## Text provided
----------
Drone strikes: Are they legal or not?
Drones are becoming more and more common in our daily lives, from dji to amazon delivery drones. However, drones are not only used to take aerial photographs; in recent years, they have been used as military weapons. So, if they are being used in war zones, why do we rarely hear about them?
A man walking past a graffiti painted on a wall in Sanaa, denouncing strikes by U.S. drones in Yemen (source: KHALED ABDULLAH/ REUTER)
Drones have not been in use in war for long, but it has caused a lot of controversy. According to the Bureau of Investigative Journalism, the Obama administration conducted 10 times more drone strikes than the Bush administration, with a number totalling 563 strikes, killing 384 to 807 civilians across Yemen, Pakistan, and Somalia. It is inevitable that we will only see an increasing use of drones as a form of military weaponry. Just last week, the Trump administration conducted a drone strike in Afghanistan's Paktika province, killing Qari Yaseen.
Is this all legal?
According to Article 51 of the UN charter, drone strikes are legal ‘if a targeted state agrees to the use of force in its territory, or the targeted group operating within its territory was responsible for an act of aggression against the targeting state where the host state is unwilling or unable to control the threat themselves’.
----------
## Raw records
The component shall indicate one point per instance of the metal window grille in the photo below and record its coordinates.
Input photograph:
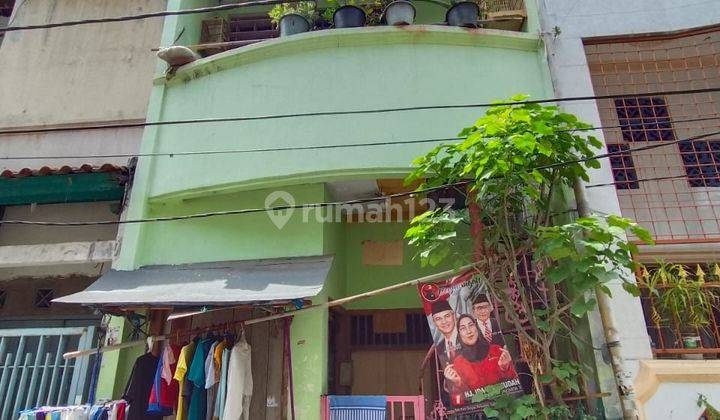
(43, 298)
(6, 7)
(666, 335)
(676, 197)
(33, 372)
(416, 332)
(701, 159)
(623, 167)
(251, 29)
(644, 119)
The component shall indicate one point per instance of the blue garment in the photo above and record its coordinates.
----------
## Set problem 1
Name every U.S. presidential administration mentioned in the drone strikes text.
## Set problem 2
Please copy the drone strikes text word for word, starting with "Drones have not" and going on through "killing Qari Yaseen.".
## Set problem 3
In the drone strikes text, which article of the UN charter sets out when drone strikes are legal?

## Solution 1
Obama, Bush, Trump

## Solution 2
Drones have not been in use in war for long, but it has caused a lot of controversy. According to the Bureau of Investigative Journalism, the Obama administration conducted 10 times more drone strikes than the Bush administration, with a number totalling 563 strikes, killing 384 to 807 civilians across Yemen, Pakistan, and Somalia. It is inevitable that we will only see an increasing use of drones as a form of military weaponry. Just last week, the Trump administration conducted a drone strike in Afghanistan's Paktika province, killing Qari Yaseen.

## Solution 3
Article 51